[start SOURCE EXCERPT]
General Motors plans to mass-produce self-driving cars that lack traditional controls like steering wheels and pedals by 2019, the company announced today. Its a bold declaration for the future of driving from one of the country’s Big Three automakers, and one that is sure to shake things up for the industry as the annual Detroit Auto Show kicks off next week.

The car will be the fourth generation of its driverless, all-electric Chevy Bolts, which are currently being tested on public roads in San Francisco and Phoenix. And when they roll off the assembly line of GM’s manufacturing plant in Orion, Michigan, they’ll be deployed as ride-hailing vehicles in a number of cities.

“It’s a pretty exciting moment in the history of the path to wide scale [autonomous vehicle] deployment and having the first production car with no driver controls,” GM President Dan Ammann told The Verge. “And it’s an interesting thing to share with everybody.”

The announcement coincides with the tail end of CES, where a number of big companiesannounced their own plans to deploy autonomous vehicles, and right before the Detroit Auto Show, where the industry will have on display all the trucks and SUVs that make its profits.
[end SOURCE EXCERPT]
[start GIVEN INFORMATION]
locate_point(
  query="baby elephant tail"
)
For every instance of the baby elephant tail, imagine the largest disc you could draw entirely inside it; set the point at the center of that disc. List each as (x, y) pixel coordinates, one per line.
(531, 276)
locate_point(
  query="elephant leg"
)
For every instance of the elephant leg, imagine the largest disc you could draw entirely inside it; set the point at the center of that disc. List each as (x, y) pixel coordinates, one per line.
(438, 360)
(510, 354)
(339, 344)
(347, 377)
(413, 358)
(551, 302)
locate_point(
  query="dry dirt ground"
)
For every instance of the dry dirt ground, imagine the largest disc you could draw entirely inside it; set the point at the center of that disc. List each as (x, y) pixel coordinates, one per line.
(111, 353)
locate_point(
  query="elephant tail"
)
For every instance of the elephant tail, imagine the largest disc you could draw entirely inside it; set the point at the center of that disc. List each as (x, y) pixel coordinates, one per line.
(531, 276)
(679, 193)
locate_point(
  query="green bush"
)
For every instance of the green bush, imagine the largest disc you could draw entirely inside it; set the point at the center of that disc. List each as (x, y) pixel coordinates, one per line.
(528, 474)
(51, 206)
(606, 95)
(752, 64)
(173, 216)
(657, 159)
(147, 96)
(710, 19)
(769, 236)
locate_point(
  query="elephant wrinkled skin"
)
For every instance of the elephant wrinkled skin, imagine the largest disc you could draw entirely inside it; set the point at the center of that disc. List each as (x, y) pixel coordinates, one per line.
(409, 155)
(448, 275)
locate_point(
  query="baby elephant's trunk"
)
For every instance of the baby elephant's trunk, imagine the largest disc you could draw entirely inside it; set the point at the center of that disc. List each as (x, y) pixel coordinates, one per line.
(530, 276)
[end GIVEN INFORMATION]
**PROBLEMS**
1/ Reproduce the passage of the GM self-driving car article from "The car will" down to "number of cities.".
2/ Count the lines of the rows that contain the string "skin", and give only the number.

**TASK-BY-TASK ANSWERS**
1/
The car will be the fourth generation of its driverless, all-electric Chevy Bolts, which are currently being tested on public roads in San Francisco and Phoenix. And when they roll off the assembly line of GM’s manufacturing plant in Orion, Michigan, they’ll be deployed as ride-hailing vehicles in a number of cities.

2/ 2